WORK REQUEST: Would you copy out, exactly as written, each line from the one containing "for the football" to the end of the records below?

INFORMATION PROVIDED:
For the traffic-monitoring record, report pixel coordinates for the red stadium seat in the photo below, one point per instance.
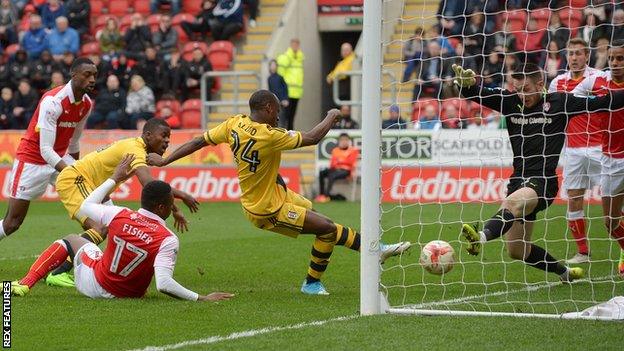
(92, 48)
(421, 104)
(118, 7)
(191, 119)
(142, 7)
(153, 21)
(96, 8)
(220, 55)
(191, 105)
(174, 105)
(516, 18)
(11, 49)
(191, 6)
(187, 50)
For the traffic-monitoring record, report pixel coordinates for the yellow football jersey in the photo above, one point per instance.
(257, 150)
(99, 165)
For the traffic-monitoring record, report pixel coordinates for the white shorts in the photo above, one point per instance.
(582, 167)
(84, 275)
(30, 181)
(612, 180)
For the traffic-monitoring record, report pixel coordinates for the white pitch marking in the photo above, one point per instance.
(243, 334)
(506, 292)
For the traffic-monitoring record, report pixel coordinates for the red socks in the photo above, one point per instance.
(49, 259)
(577, 228)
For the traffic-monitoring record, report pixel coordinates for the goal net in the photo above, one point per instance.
(447, 161)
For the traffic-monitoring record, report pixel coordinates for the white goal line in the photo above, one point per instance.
(528, 288)
(244, 334)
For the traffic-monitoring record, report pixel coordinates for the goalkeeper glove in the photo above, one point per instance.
(464, 77)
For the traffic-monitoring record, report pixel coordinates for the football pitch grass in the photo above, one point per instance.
(223, 252)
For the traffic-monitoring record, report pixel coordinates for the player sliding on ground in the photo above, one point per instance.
(140, 246)
(536, 122)
(257, 145)
(75, 183)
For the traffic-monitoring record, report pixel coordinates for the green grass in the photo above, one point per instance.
(224, 252)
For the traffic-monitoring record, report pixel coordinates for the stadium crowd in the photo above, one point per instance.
(150, 54)
(490, 37)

SOLUTION:
For the traffic-monitoring record, report pixel coordinates for the football pitch grass in the photo above, one point per instance.
(223, 252)
For the traffic-monitoring record, report pixel coordinates for the player sliding on ground in the photo above, one point per instance.
(140, 246)
(536, 122)
(257, 145)
(75, 183)
For the traffic-monitoring record, report pixel coordinates for the green grass in the photo above, one point per instance.
(224, 252)
For the traffic-monitoring record, report pixel coordinates for the stadium crowd in the photo above, one point per instance.
(150, 54)
(490, 37)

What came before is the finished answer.